And tradition, says McCall Smith – the author of more than 40 children’s books and with more than 20 million novels for adults sold globally – is never more important than in the dark days.

“Christmas has a job to do,” he said. “Whether one adopts it in a religious sense or a non-religious sense, it is important. It is about concern for others and the value of others.

“It is a burst of light, a festival of joy and kindness for us in the Northern Hemisphere at what is a very dark time in the year, when the days are short and cold. It can reunite people and re-establish contact among those who may have lost touch. It is an affirmation of the value of friendship.

“It is hard to believe that here we are facing a Christmas when there is effectively trench warfare. When young men on both sides, Ukraine and Russia, will be spending Christmas in trenches.

“It is such an awful thought. We are going right back to 1914. Christmas can remind people of the values that are threatened by this war and its associated tensions.

Christmas is about friends and relations, Christmas dinner, the pulling of crackers and the giving of gifts. I had three sisters and Christmas was exactly like that.

“Nothing has changed. Most people don’t want anything to change at Christmas. We need that in our lives, we like stability. Tradition is comforting especially in this uncertain world which, at the moment, is particularly bleak. Tradition gives us stability and reassurance at uncertain times.”

* Task item A:
According to the passage on Christmas tradition, how many children's books has McCall Smith written?
* Task item B:
Pick up the passage on Christmas tradition after its final sentence and keep writing.
These rows have no connection to the passage on Christmas tradition.

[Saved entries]
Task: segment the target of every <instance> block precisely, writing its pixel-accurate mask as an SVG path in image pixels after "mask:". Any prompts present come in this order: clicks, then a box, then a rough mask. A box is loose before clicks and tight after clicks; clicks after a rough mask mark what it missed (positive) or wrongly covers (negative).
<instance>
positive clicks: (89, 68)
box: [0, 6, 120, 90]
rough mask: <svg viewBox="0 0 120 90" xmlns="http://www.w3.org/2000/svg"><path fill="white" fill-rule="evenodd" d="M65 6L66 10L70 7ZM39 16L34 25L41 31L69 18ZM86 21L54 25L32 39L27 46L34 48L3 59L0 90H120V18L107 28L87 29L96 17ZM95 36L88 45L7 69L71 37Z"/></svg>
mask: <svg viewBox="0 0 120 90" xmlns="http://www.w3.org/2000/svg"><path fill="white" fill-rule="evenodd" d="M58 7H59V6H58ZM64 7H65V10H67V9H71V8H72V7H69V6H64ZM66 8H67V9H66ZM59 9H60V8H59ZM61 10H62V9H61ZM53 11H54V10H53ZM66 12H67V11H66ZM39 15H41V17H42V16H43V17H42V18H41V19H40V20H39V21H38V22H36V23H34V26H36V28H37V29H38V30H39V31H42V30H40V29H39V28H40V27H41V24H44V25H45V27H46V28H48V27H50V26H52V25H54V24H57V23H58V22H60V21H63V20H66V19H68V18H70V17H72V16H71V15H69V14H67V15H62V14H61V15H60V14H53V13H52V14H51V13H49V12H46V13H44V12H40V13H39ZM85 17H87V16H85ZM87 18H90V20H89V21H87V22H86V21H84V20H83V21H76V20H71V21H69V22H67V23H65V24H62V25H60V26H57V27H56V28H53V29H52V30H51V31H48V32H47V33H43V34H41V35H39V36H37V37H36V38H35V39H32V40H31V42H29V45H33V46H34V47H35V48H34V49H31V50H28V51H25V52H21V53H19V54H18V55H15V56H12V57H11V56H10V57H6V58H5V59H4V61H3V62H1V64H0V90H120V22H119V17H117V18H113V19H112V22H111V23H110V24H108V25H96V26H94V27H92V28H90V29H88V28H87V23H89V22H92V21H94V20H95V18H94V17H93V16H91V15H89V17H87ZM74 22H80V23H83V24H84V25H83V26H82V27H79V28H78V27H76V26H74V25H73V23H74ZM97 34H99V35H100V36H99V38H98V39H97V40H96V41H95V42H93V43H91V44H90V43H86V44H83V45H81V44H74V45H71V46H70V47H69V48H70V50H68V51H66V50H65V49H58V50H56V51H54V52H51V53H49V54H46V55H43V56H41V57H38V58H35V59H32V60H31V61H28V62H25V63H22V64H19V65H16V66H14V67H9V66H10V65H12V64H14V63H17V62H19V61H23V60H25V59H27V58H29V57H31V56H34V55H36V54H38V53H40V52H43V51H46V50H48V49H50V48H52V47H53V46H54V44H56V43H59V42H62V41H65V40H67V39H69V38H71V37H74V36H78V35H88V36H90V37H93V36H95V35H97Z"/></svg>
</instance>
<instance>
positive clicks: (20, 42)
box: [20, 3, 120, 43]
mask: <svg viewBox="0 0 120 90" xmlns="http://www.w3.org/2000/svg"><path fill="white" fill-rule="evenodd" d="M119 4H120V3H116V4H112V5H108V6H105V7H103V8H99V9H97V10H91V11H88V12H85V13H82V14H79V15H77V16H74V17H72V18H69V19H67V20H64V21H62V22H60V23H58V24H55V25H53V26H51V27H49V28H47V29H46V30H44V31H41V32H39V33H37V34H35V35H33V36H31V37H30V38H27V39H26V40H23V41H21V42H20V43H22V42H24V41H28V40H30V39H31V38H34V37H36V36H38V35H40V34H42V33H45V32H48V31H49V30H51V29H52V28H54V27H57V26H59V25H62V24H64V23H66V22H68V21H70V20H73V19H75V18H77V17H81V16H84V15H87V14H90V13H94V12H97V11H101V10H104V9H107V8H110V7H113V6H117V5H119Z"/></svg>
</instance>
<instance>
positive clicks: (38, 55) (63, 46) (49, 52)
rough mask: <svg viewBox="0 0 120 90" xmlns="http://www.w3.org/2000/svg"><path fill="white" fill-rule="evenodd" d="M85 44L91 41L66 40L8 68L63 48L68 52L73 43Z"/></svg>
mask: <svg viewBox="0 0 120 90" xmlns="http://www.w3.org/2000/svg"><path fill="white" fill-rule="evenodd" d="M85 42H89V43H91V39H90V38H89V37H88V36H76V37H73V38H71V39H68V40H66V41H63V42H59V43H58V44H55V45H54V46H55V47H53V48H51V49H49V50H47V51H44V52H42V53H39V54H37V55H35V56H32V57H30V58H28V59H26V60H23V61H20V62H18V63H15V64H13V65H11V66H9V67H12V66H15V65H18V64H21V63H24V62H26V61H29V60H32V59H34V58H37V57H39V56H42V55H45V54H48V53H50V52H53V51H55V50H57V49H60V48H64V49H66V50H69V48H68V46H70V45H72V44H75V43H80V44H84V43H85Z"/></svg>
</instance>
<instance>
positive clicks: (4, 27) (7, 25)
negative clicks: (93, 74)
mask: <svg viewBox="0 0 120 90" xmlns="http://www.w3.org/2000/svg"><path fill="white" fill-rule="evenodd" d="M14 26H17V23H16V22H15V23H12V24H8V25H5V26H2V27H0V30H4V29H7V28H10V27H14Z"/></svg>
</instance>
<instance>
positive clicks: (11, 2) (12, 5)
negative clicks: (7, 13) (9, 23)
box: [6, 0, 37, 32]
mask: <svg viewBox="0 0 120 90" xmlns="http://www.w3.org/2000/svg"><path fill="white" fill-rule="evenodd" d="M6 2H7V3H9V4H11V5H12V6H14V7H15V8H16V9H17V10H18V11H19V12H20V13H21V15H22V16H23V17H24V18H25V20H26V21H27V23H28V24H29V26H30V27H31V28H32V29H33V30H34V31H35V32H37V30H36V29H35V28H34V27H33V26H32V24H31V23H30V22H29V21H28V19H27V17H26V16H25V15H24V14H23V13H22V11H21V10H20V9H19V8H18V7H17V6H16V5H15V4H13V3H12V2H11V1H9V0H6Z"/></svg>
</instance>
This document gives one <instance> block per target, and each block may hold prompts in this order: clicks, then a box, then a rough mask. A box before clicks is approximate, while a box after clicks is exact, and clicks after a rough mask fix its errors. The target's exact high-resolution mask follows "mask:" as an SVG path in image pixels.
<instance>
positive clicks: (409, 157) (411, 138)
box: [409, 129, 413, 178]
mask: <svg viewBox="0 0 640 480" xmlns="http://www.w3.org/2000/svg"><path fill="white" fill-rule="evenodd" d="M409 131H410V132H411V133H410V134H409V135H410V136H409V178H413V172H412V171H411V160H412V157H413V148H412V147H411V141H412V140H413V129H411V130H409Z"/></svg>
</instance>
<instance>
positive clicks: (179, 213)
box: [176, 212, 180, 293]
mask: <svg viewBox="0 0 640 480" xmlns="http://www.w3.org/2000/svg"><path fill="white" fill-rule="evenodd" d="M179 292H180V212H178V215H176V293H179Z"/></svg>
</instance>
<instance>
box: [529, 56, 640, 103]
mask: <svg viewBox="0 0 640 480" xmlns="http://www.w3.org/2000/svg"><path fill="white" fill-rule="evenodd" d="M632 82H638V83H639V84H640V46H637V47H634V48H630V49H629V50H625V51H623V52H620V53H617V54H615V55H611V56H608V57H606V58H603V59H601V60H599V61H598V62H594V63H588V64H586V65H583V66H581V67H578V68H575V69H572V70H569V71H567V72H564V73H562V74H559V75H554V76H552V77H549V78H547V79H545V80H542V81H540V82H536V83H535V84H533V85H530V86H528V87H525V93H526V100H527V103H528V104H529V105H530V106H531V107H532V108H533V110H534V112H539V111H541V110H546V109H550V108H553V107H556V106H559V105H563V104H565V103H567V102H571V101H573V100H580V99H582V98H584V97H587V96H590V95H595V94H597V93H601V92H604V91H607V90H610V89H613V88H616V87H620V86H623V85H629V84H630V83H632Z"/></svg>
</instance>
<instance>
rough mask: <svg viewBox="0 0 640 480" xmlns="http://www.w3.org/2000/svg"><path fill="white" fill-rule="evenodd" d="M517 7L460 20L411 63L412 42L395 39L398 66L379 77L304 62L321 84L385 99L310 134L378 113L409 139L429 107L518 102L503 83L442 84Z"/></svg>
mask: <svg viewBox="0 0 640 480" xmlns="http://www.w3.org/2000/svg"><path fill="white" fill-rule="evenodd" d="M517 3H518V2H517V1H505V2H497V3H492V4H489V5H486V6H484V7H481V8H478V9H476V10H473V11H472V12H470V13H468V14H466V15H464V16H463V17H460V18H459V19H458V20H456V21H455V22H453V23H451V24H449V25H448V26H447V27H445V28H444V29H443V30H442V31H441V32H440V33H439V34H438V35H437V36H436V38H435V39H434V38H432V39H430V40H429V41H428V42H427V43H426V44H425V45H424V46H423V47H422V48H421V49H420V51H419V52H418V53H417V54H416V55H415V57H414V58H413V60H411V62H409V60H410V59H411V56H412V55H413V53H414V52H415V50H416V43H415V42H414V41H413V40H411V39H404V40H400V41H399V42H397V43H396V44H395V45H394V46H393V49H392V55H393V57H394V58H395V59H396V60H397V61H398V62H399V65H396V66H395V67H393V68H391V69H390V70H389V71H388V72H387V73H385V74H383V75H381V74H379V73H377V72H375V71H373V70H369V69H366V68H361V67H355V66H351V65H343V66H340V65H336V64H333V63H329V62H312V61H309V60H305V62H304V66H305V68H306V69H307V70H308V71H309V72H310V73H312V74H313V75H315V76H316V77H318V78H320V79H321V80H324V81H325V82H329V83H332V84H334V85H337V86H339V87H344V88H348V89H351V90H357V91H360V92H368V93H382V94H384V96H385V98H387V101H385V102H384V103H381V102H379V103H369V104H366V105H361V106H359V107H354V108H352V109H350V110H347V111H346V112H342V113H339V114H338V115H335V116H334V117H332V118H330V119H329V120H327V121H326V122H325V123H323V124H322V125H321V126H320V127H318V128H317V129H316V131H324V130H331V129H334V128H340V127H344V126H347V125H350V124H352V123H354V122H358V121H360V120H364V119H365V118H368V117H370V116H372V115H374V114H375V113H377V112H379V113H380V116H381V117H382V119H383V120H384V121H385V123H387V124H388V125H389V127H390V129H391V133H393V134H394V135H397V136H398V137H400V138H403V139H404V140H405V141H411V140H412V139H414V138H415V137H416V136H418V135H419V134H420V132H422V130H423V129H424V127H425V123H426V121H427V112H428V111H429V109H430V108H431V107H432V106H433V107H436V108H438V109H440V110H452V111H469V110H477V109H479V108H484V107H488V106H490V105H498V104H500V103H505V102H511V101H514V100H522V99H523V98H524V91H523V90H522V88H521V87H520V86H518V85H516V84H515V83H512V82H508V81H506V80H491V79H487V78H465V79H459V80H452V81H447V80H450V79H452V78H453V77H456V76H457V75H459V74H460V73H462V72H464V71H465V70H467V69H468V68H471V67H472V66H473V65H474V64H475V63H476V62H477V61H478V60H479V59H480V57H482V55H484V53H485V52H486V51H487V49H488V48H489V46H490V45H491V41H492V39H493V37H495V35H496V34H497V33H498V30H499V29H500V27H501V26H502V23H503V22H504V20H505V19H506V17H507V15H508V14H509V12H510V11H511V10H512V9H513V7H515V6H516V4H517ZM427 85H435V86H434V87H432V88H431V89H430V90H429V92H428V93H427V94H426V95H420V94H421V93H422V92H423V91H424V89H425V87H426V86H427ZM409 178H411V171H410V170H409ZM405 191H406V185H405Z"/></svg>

* Response A:
More than 40.

* Response B:
McCall Smith will spend Christmas at home in Edinburgh with his wife Elizabeth, friends and relatives. He said: “It is the in-laws’ turn this time and we will be doing New Year with the children and grandchildren. We have old friends from France coming to spend Christmas with us, and one of my sisters and a friend from Edinburgh. The house will be full of guests.”

He has newly returned from New York on board Cunard’s Queen Mary 2 ocean liner among literary A-listers like Ian Rankin, Bernardine Evaristo, Mary Beard and Richard Osman for the Literature At Sea Festival.

During the Atlantic crossing the novelist, poet and playwright learned he was the recipient of the 2022 Saltire Society Lifetime Achievement Award for his contribution to Scottish literature. It’s a welcome addition to a National Arts Club award – the Medal of Honor for Achievement in Literature – which he received during an earlier trip to the Big Apple in 2017.

And it is yet another in a long list of accolades for the former professor of medical law who is the author of the Scotland Street series and the much-loved 24 volumes of the ever-popular No 1 Ladies Detective Agency which will celebrate its exciting 25th anniversary next year.

McCall Smith doesn’t let success go to his head, however, joking his greatest achievement was passing his “Grade Four euphonium exam when he was 40 and everyone else was 12”.

The importance of storytelling – especially for children – should never be underestimated, he said. “We are a story-telling species, going right back to the original cave paintings; that is how we bond in many cases. There is a mutuality in it. The idea of transmitting culture through writing stories is a very ancient one, and seminal to the species.

“Stories for children are entertaining and amusing but they are also there to develop and mould imagination. They teach children to imagine what it is like to be somebody else, to empathise and that of course is an important constituent part of their moral nature.

“If children are brought up with stories, they are much more likely to be sympathetic towards others and see other people’s points of view. It is a really important function.”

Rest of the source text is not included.